*** Excerpted data ***
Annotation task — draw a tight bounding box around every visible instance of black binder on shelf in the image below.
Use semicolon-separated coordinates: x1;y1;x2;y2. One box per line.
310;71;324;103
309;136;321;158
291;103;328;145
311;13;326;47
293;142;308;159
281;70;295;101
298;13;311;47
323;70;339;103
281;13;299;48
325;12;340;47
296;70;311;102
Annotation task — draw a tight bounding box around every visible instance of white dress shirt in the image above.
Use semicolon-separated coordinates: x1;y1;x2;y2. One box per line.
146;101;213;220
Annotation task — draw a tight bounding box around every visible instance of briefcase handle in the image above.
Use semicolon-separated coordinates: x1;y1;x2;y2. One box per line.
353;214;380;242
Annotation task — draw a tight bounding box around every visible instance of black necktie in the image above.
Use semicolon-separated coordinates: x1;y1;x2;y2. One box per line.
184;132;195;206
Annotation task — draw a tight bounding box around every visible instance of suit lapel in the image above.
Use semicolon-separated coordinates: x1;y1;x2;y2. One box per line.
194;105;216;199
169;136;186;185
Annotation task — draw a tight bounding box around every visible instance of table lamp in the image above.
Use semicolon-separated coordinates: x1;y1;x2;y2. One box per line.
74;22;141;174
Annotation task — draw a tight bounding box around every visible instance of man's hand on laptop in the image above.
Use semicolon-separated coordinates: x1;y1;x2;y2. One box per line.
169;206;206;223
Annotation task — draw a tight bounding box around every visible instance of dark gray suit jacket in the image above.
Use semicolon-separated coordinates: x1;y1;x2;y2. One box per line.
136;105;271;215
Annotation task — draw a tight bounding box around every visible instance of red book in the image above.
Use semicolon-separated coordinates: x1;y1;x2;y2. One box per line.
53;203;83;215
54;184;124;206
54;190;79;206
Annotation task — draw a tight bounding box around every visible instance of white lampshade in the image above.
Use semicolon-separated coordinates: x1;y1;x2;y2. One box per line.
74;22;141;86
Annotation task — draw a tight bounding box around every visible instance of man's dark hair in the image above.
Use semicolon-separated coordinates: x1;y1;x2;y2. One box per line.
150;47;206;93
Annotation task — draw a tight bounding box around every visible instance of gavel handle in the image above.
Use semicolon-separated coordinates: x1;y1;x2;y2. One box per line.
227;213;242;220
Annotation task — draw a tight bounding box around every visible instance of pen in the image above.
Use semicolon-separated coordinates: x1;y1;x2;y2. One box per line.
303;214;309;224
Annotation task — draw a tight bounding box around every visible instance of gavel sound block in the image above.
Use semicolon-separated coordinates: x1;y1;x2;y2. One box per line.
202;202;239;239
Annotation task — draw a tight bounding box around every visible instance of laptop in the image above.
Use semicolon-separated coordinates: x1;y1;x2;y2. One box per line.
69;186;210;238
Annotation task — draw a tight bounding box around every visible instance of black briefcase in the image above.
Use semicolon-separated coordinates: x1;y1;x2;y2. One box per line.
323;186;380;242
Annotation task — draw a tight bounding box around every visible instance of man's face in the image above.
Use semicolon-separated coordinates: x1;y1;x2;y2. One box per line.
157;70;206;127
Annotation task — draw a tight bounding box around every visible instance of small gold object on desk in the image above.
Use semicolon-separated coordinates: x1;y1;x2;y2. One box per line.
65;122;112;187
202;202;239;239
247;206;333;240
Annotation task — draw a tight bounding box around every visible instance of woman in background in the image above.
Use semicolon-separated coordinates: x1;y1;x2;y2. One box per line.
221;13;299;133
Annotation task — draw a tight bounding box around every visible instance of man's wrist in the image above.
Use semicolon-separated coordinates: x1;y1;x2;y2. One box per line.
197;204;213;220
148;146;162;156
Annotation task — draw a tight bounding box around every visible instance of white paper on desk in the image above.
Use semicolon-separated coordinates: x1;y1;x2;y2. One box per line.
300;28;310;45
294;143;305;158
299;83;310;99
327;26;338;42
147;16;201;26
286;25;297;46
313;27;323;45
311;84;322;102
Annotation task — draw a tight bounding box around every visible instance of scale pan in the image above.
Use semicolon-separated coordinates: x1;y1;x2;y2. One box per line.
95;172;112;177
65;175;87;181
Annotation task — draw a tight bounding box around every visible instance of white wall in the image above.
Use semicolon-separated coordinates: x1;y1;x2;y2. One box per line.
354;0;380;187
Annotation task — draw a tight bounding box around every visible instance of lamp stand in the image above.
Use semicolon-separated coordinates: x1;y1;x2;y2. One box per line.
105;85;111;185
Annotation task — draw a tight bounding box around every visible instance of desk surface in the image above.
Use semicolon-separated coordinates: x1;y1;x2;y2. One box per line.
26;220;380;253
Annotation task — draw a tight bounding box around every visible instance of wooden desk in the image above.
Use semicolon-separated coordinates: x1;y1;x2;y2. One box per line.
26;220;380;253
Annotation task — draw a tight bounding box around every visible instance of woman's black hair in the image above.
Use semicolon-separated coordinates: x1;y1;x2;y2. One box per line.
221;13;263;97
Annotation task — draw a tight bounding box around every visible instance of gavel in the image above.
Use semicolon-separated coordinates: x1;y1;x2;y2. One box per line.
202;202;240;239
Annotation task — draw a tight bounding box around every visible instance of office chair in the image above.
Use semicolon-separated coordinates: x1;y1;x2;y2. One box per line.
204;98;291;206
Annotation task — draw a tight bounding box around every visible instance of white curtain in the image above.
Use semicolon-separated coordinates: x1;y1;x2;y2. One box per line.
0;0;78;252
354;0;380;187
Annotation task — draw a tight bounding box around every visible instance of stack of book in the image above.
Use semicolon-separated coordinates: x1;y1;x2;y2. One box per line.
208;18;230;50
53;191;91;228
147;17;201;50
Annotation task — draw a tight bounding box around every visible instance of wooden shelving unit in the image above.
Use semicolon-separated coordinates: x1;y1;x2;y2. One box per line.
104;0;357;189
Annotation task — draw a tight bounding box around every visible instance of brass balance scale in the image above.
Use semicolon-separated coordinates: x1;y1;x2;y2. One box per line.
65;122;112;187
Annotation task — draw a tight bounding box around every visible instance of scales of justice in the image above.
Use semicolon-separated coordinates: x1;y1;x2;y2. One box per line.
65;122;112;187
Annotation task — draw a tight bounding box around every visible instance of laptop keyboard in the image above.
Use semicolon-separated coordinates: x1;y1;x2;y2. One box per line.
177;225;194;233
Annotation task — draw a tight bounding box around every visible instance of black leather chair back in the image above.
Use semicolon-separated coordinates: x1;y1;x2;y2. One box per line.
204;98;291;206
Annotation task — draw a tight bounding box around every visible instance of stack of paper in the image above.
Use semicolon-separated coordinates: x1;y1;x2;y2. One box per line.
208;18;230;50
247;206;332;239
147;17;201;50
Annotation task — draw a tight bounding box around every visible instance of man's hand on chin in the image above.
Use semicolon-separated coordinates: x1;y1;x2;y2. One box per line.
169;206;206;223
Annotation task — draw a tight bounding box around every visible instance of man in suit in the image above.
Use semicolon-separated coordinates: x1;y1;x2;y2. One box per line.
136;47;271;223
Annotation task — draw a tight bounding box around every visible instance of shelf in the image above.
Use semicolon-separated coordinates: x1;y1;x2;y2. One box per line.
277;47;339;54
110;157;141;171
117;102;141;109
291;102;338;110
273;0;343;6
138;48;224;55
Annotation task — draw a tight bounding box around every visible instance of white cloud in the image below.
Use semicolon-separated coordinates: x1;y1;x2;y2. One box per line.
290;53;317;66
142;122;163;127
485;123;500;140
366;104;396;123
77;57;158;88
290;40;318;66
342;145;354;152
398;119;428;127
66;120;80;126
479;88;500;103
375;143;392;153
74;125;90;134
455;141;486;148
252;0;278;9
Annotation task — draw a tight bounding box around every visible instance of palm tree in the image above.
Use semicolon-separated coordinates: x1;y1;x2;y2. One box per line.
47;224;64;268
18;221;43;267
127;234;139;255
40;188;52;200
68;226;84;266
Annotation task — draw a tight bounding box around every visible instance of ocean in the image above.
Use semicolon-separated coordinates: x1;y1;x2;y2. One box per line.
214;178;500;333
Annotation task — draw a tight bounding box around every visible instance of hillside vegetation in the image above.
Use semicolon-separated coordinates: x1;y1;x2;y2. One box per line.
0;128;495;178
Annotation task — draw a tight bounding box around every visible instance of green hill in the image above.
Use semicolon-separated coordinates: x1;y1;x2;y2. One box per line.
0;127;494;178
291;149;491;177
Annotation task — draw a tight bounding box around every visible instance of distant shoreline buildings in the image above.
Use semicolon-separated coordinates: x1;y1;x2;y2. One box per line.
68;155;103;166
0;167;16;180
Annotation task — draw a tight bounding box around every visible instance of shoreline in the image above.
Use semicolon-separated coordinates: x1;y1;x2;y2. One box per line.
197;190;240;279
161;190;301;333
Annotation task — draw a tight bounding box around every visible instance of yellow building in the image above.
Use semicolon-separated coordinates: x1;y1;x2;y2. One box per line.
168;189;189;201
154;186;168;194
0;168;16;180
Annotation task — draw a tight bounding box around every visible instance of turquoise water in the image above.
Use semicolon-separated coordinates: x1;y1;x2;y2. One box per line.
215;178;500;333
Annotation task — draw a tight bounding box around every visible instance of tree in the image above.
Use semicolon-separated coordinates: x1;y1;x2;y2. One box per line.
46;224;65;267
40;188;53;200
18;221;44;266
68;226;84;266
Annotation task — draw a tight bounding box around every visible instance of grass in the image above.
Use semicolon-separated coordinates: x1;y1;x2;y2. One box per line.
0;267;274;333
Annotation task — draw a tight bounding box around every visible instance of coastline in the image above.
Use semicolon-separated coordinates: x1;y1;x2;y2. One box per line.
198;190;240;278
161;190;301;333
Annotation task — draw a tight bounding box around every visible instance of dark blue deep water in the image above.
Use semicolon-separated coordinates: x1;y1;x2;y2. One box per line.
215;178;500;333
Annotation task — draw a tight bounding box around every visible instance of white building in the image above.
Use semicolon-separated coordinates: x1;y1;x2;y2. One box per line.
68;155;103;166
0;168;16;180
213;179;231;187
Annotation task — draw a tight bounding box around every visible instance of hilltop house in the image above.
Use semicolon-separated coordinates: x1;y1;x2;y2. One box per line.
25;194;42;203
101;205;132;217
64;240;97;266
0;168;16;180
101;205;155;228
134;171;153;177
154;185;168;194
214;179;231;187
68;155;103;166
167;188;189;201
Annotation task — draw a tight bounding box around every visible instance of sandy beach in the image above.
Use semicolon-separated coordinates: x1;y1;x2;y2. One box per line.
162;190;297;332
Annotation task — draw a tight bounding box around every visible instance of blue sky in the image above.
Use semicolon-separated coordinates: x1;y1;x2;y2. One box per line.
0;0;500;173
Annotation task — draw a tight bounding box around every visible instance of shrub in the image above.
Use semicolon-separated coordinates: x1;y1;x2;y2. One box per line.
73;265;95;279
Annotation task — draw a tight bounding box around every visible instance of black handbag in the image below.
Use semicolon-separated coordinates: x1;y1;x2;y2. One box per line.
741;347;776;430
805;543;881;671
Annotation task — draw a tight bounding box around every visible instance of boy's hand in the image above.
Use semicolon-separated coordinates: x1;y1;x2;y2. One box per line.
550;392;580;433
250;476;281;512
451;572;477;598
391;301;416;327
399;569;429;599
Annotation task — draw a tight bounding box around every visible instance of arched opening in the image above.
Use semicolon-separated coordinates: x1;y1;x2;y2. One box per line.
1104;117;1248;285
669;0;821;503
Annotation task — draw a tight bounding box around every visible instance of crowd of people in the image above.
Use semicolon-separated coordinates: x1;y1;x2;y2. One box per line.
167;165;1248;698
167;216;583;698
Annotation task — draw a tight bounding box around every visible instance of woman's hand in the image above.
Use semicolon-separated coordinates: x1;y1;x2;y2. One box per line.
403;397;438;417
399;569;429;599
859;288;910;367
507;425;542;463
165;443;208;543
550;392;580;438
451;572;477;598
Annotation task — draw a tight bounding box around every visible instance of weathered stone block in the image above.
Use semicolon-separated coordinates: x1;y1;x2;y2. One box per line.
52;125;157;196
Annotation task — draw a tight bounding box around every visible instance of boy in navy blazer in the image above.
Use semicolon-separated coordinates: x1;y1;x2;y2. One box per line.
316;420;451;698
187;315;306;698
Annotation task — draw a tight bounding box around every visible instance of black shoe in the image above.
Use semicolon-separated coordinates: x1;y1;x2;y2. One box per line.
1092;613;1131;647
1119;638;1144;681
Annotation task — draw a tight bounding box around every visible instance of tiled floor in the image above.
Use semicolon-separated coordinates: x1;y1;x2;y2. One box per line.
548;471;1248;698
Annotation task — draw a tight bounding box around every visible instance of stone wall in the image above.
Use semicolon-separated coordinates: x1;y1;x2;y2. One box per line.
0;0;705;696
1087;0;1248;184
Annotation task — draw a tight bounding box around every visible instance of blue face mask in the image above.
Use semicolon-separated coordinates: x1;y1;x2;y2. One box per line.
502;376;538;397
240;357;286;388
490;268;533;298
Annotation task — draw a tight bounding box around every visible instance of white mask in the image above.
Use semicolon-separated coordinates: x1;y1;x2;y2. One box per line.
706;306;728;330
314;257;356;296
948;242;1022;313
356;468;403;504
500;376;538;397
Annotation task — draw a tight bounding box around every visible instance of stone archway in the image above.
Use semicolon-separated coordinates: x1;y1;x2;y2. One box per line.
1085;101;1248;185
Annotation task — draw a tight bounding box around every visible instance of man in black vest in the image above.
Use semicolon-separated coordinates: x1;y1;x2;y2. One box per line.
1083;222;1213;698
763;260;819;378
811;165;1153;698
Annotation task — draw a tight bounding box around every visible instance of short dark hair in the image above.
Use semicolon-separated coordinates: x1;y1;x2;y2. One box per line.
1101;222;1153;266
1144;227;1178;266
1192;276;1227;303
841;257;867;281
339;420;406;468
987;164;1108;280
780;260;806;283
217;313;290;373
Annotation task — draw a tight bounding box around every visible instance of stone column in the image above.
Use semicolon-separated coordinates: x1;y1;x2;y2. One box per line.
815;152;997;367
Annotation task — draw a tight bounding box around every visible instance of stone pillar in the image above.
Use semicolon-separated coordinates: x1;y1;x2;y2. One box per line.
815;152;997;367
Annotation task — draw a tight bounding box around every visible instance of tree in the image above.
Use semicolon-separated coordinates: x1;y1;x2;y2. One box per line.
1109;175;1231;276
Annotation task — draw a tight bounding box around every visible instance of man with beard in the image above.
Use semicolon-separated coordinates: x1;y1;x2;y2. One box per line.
***
▶ **Task to carry out**:
Convert the records from the line that contains "boy's hand in the image above." through the line that contains "1087;0;1248;184", both of those lines included, into a numbered list, leaving out any blank lines.

▶ **The answer**:
1. Annotation task — draw a tight bounding box around every visible instance of boy's hand in the image above.
2. Use semicolon-separated coordinates: x1;y1;x2;y2. One box per line.
3. 550;392;580;433
4. 250;476;281;512
5. 451;572;477;598
6. 391;301;416;327
7. 399;569;429;599
8. Annotation task — draw a tight bounding box around every visible instance of arched opening in the image above.
9. Use semicolon-separated coordinates: x1;y1;x2;y2. One box per line.
10. 1104;117;1248;285
11. 669;0;821;503
12. Annotation task — draw a tight bounding box around every visible instance of crowd of people in the image above.
13. Use semicolon-separated coordinates: x1;y1;x2;y2. One box per line.
14. 167;165;1248;698
15. 167;216;583;698
16. Annotation task — draw a tight bounding box around every visible instance of woman's hand in the image above.
17. Use semicolon-separated coordinates: x1;y1;x2;y2. One box per line.
18. 403;397;438;417
19. 399;569;429;599
20. 859;288;910;367
21. 507;425;542;463
22. 165;443;208;543
23. 550;392;580;438
24. 451;572;477;598
25. Annotation task — draw a tight bounding box around every visible instance of weathered stone block in the image above.
26. Use semicolon-separated coordinates: x1;y1;x2;y2. One box per line.
27. 52;125;157;196
28. Annotation task — draw a tight bounding box around every visible instance of boy in navy blazer in the image above.
29. Use semicolon-separated coordinates: x1;y1;x2;y2. One box per line.
30. 316;420;451;698
31. 187;315;306;698
32. Annotation task — draw a tight bounding box around every visible instance of black shoe in the image above.
33. Use semicolon-separated coordinates: x1;y1;x2;y2. One box per line.
34. 1092;613;1131;647
35. 1119;638;1144;681
36. Annotation task — draw a tight bounding box around every visible instance of tiled floor in the image above.
37. Use semicolon-separated coordinates: x1;y1;x2;y2. One box per line.
38. 548;471;1248;698
39. Annotation task — draw a tight bounding box around every visible instance of stone wall in the image above.
40. Use semicolon-separated coordinates: x1;y1;x2;y2. One box per line.
41. 0;0;705;696
42. 1087;0;1248;184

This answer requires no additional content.